(Beginning of DATA FOR ANALYSIS)
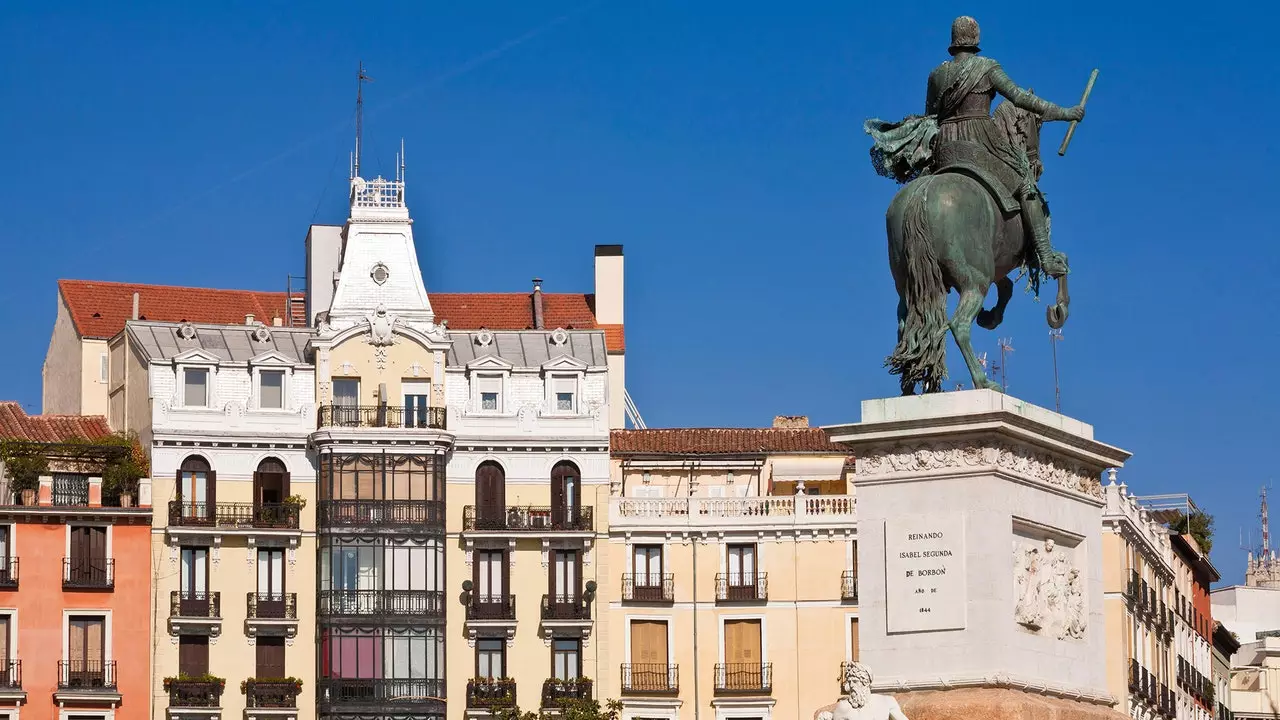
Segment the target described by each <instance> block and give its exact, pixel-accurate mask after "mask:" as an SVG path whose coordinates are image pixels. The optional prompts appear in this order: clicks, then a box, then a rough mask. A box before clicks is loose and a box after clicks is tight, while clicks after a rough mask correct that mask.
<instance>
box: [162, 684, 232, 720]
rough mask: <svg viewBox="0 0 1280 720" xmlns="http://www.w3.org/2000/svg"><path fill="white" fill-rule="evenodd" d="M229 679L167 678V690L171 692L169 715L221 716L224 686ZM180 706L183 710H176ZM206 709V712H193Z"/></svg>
mask: <svg viewBox="0 0 1280 720" xmlns="http://www.w3.org/2000/svg"><path fill="white" fill-rule="evenodd" d="M225 685H227V680H223V679H221V678H211V676H207V678H198V679H197V678H165V680H164V687H165V692H168V693H169V708H170V710H169V716H170V717H174V716H182V717H191V716H193V715H205V716H207V717H219V716H220V715H221V705H223V688H224V687H225ZM174 708H180V710H182V712H174ZM192 711H205V712H192Z"/></svg>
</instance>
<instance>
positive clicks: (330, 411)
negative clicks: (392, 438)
mask: <svg viewBox="0 0 1280 720" xmlns="http://www.w3.org/2000/svg"><path fill="white" fill-rule="evenodd" d="M448 416H449V414H448V410H447V409H444V407H403V406H394V405H365V406H358V407H357V406H351V405H323V406H321V407H320V423H319V427H320V428H375V429H410V430H447V429H449V427H448Z"/></svg>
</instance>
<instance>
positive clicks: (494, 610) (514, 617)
mask: <svg viewBox="0 0 1280 720" xmlns="http://www.w3.org/2000/svg"><path fill="white" fill-rule="evenodd" d="M515 619H516V596H513V594H472V596H471V602H468V603H467V620H515Z"/></svg>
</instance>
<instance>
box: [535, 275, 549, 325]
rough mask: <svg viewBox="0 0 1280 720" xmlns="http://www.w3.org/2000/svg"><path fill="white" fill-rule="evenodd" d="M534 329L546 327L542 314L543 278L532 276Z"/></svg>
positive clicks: (545, 323)
mask: <svg viewBox="0 0 1280 720" xmlns="http://www.w3.org/2000/svg"><path fill="white" fill-rule="evenodd" d="M534 329H535V331H545V329H547V322H545V316H544V315H543V278H534Z"/></svg>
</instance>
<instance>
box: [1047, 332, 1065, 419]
(End of DATA FOR ANALYSIS)
* **ACTION ITEM**: Return all the data exactly, pictures omitted.

* **ANSWER AREA**:
Segment the target described by each <instance> block and give its exact, pixel-accurate mask after "mask:" as an SVG path whose coordinates are image pixels. The optional prompts appear in this order: clicks, then a box, then a rough mask. A box before clicks is loose and a box after clicks is tight, while clicks after a rough mask correct that mask.
<instance>
box: [162, 684, 232, 720]
rough mask: <svg viewBox="0 0 1280 720" xmlns="http://www.w3.org/2000/svg"><path fill="white" fill-rule="evenodd" d="M229 679L167 678V690L171 692L169 715L221 716L224 686ZM180 706L183 710H176ZM206 709V712H193Z"/></svg>
mask: <svg viewBox="0 0 1280 720" xmlns="http://www.w3.org/2000/svg"><path fill="white" fill-rule="evenodd" d="M225 685H227V680H223V679H221V678H211V676H207V678H198V679H197V678H165V680H164V687H165V692H168V693H169V708H170V710H169V716H170V717H174V716H182V717H191V716H193V715H205V716H207V717H219V716H220V715H221V705H223V688H224V687H225ZM174 708H180V710H182V712H174ZM192 711H205V712H192Z"/></svg>
</instance>
<instance>
positive clicks: (330, 411)
negative clicks: (392, 438)
mask: <svg viewBox="0 0 1280 720" xmlns="http://www.w3.org/2000/svg"><path fill="white" fill-rule="evenodd" d="M448 416H449V414H448V410H447V409H444V407H403V406H394V405H365V406H358V407H357V406H351V405H323V406H321V407H320V423H319V427H320V428H375V429H410V430H447V429H449V427H448Z"/></svg>
</instance>
<instance>
positive clicks: (494, 610) (514, 617)
mask: <svg viewBox="0 0 1280 720" xmlns="http://www.w3.org/2000/svg"><path fill="white" fill-rule="evenodd" d="M515 619H516V596H513V594H472V596H471V602H468V603H467V620H515Z"/></svg>
</instance>
<instance>
box: [535, 275, 549, 325]
rough mask: <svg viewBox="0 0 1280 720" xmlns="http://www.w3.org/2000/svg"><path fill="white" fill-rule="evenodd" d="M534 329L546 327L542 314L543 278L532 276Z"/></svg>
positive clicks: (545, 323)
mask: <svg viewBox="0 0 1280 720" xmlns="http://www.w3.org/2000/svg"><path fill="white" fill-rule="evenodd" d="M534 329H535V331H545V329H547V322H545V316H544V315H543V278H534Z"/></svg>
</instance>
<instance>
box: [1047, 332, 1065, 419]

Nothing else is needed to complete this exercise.